* _RECORDS TO USE_
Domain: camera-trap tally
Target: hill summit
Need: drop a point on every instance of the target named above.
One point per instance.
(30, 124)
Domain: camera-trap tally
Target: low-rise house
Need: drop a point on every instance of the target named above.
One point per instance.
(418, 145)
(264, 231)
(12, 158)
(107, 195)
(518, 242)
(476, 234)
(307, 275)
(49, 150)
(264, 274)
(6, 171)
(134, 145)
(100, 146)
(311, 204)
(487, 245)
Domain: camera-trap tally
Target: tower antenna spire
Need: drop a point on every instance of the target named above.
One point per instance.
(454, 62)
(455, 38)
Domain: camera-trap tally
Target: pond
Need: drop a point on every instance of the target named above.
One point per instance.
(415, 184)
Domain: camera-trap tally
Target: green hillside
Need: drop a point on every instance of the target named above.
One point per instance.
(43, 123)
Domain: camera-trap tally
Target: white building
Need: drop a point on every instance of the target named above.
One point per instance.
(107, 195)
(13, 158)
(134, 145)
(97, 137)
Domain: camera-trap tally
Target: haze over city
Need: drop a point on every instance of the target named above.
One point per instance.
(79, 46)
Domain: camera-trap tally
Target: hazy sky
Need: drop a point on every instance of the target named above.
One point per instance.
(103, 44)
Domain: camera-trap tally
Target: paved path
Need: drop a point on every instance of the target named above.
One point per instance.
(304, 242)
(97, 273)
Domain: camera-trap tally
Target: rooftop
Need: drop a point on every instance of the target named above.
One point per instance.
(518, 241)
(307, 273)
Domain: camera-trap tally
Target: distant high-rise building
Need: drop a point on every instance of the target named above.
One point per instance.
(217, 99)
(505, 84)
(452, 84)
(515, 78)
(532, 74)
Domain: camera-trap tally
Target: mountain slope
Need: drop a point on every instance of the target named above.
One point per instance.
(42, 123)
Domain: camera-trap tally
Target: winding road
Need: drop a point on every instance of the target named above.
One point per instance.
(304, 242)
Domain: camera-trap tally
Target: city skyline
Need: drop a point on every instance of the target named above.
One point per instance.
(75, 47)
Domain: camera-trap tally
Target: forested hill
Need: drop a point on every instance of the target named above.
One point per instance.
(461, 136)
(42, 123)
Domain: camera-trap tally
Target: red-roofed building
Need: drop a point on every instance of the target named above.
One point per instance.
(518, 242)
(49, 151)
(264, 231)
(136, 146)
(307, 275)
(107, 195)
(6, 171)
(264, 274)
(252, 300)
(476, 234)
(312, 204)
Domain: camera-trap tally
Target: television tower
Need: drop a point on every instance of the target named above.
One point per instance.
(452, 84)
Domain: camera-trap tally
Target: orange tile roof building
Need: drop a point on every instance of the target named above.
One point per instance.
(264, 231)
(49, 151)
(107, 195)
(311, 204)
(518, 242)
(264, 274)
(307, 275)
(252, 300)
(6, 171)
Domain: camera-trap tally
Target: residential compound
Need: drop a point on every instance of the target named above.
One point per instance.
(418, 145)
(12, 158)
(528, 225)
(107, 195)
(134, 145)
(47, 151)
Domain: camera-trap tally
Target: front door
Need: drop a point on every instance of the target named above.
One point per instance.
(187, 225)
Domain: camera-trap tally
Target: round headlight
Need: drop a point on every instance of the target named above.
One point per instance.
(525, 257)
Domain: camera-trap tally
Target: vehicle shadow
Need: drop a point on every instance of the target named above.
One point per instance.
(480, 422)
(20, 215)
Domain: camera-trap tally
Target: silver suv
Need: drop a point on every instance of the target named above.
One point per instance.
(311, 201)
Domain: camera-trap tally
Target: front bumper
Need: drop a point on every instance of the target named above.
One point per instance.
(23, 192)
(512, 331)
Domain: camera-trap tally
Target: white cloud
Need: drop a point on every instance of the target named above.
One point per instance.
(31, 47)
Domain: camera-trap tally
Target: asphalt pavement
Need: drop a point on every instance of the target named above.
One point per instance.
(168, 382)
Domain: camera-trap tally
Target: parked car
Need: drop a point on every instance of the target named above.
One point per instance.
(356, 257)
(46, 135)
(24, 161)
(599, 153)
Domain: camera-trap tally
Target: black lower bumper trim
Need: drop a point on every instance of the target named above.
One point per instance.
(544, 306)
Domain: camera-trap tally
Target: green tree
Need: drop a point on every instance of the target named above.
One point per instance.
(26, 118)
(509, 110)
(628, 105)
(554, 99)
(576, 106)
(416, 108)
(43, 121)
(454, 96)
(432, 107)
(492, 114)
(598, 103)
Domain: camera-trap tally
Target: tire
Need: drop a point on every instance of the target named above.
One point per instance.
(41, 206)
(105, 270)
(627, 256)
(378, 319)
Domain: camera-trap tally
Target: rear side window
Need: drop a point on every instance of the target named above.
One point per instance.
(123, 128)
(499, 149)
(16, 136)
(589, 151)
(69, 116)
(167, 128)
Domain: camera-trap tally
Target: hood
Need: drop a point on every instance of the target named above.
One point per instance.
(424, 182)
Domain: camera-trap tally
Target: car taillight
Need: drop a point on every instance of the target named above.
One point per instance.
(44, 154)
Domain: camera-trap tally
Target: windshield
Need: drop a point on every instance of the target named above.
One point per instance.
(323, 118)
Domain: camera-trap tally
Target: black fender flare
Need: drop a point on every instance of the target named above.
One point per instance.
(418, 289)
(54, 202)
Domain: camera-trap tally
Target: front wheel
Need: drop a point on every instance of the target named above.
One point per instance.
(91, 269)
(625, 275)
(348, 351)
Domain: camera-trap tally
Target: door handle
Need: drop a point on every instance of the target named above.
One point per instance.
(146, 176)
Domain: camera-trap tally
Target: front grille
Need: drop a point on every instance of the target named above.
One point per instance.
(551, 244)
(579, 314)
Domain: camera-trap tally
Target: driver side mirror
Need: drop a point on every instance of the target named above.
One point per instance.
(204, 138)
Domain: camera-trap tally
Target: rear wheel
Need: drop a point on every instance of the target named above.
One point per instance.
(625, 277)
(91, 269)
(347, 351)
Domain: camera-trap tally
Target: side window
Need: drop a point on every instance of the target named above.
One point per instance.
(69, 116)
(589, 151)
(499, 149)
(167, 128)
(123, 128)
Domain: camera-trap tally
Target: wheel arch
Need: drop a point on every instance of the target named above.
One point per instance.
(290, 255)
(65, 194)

* _DIRECTION_
Make an exact copy of the data above.

* _SOLUTION FOR THIS EXERCISE_
Domain: camera-trap tally
Target: hill summit
Need: drop a point on every instance of the target named above.
One point per instance.
(30, 124)
Domain: camera-trap tally
Target: low-rise house
Need: drop a point on every instance of the target named above.
One point per instance.
(418, 145)
(264, 231)
(12, 158)
(107, 195)
(518, 242)
(476, 234)
(307, 275)
(49, 150)
(264, 274)
(6, 171)
(134, 145)
(100, 146)
(311, 204)
(487, 245)
Domain: camera-trap tally
Target: tower antenna spire
Need: drop a point on every instance of the target named above.
One point per instance.
(454, 62)
(455, 38)
Domain: camera-trap tally
Target: pond
Need: drop a point on every instance of the target named above.
One point per instance.
(415, 184)
Domain: camera-trap tally
Target: green hillside
Need: drop a point on every instance of the target named above.
One point per instance.
(43, 123)
Domain: camera-trap tally
Target: white building
Need: drop a point on every instance of the target named above.
One point per instance.
(107, 195)
(13, 158)
(134, 145)
(97, 137)
Domain: camera-trap tally
Target: haze over city
Need: drop a point on every instance of the target named above.
One point per instance.
(79, 46)
Domain: camera-trap tally
Target: hazy sky
Need: drop a point on every instance of the target named above.
One point per instance.
(103, 44)
Domain: camera-trap tally
Target: paved path
Need: drop a point on every instance of the target named above.
One point per instance.
(304, 242)
(97, 273)
Domain: camera-trap tally
Target: rooftop
Need: drop a point on every instance of the target named above.
One point per instance.
(518, 241)
(307, 273)
Domain: camera-trap tally
Target: distant high-rise building
Need: drop a point on every instance of the target named above.
One point per instance.
(217, 99)
(505, 84)
(452, 84)
(515, 78)
(532, 74)
Domain: camera-trap tally
Target: mountain slope
Need: drop a point on every instance of the target named above.
One point per instance.
(42, 123)
Domain: camera-trap tally
Target: winding road
Need: drop a point on every instance of the target named above.
One point per instance.
(304, 242)
Domain: camera-trap tally
Target: city skyline
Need: drop a point on every instance of the target named above.
One point per instance.
(75, 47)
Domain: camera-trap tally
Target: forested hill
Need: drop a point on every instance of the target named above.
One point per instance.
(461, 136)
(42, 123)
Domain: camera-trap tally
Target: red-roofed building
Need: drop a point on every instance of the target named above.
One point per instance.
(518, 242)
(49, 151)
(264, 231)
(136, 146)
(307, 275)
(107, 195)
(6, 171)
(264, 274)
(252, 300)
(476, 234)
(312, 204)
Domain: camera-trap tally
Target: television tower
Need: drop a point on every instance of the target named above.
One point per instance.
(452, 84)
Domain: camera-trap tally
Target: orange tile roof building
Need: drop a point on every instance of the target named above.
One point per instance.
(264, 231)
(49, 151)
(107, 195)
(311, 204)
(518, 242)
(264, 274)
(307, 275)
(252, 300)
(6, 171)
Domain: camera-trap tally
Target: residential compound
Need: drop a point on every instance of the target named above.
One point per instance.
(418, 145)
(12, 158)
(528, 225)
(107, 195)
(134, 145)
(47, 151)
Domain: camera-trap tally
Target: front door
Need: drop a point on every instance of the target named above.
One point per instance.
(187, 225)
Domain: camera-trap tally
Target: round headlight
Need: drop a point on every instance of the target named above.
One point per instance.
(525, 257)
Domain: camera-trap tally
Target: vehicle shadow
Need: drop a point on every instance of the target named above.
One point per instance.
(480, 422)
(20, 215)
Domain: camera-trap tally
Target: silver suv
Need: drop a point on every instance of the target named above.
One point per instance.
(311, 201)
Domain: camera-trap tally
Target: front bumper
Need: drop a point on every instance of the target named above.
One point per instance.
(23, 192)
(512, 331)
Domain: camera-trap tally
Target: white cloud
Need: drop a point on every instance of the target named above.
One point per instance.
(31, 47)
Domain: camera-trap tally
Target: asphalt pavement
Need: drop a point on every instance of the target named above.
One point per instance.
(168, 382)
Domain: camera-trap tally
Target: parked car
Need: drop a point on every instance of the target named above.
One point per instance.
(356, 257)
(46, 135)
(24, 161)
(599, 153)
Domain: camera-trap tally
Target: black lower bumper trim
Need: drop a point on every instance of the target named above.
One point per instance.
(544, 306)
Domain: camera-trap tally
Target: green tree
Need: drop a point on every instance of the target named above.
One point per instance.
(26, 118)
(509, 110)
(628, 105)
(554, 99)
(576, 106)
(416, 108)
(43, 121)
(454, 96)
(432, 107)
(492, 114)
(598, 103)
Domain: camera-trap tally
Target: tire
Need: drop a point on every instance of the target named above.
One point per instance.
(41, 206)
(105, 270)
(627, 256)
(378, 319)
Domain: camera-trap tally
Target: rear side window
Need: drop a point on every instance of the target named above.
One point per instance.
(123, 128)
(499, 149)
(16, 136)
(589, 151)
(69, 116)
(167, 128)
Domain: camera-trap tally
Target: hood
Need: drop a point on every instance of the target named above.
One point per instance.
(424, 182)
Domain: camera-trap tally
Target: car taillight
Need: drop a point on every instance of the target named above.
One point per instance.
(44, 154)
Domain: camera-trap tally
Target: windshield
Need: drop a point on every instance of the target named above.
One point per instance.
(323, 118)
Domain: camera-trap tally
Target: black fender flare
Need: drop a point on every instance of the target named above.
One point per instance.
(418, 289)
(54, 202)
Domain: camera-trap tally
Target: front wheel
Need: drop a point on every instance of the target named above.
One point per instance.
(91, 269)
(625, 275)
(348, 351)
Domain: camera-trap tally
Target: door handle
Need: drop a point on every instance of the target named above.
One point per instance.
(146, 176)
Domain: camera-trap tally
Target: front grille
Need: drop a point on every instance of the target named above.
One point per instance.
(551, 244)
(579, 314)
Domain: camera-trap tally
Target: driver side mirror
Need: drop a point on every instance of the target named above.
One point per instance.
(204, 138)
Domain: camera-trap tally
Target: rear wheel
Need: drop a point on every instance of the target named above.
One point per instance.
(625, 277)
(91, 269)
(347, 351)
Domain: camera-trap tally
Target: side window
Need: drop a point on every instance of the target named above.
One point per instance.
(69, 116)
(589, 151)
(499, 149)
(167, 128)
(123, 128)
Domain: camera-trap tally
Target: wheel arch
Need: drop a point on every instance of the target named above.
One point per instance.
(290, 255)
(65, 194)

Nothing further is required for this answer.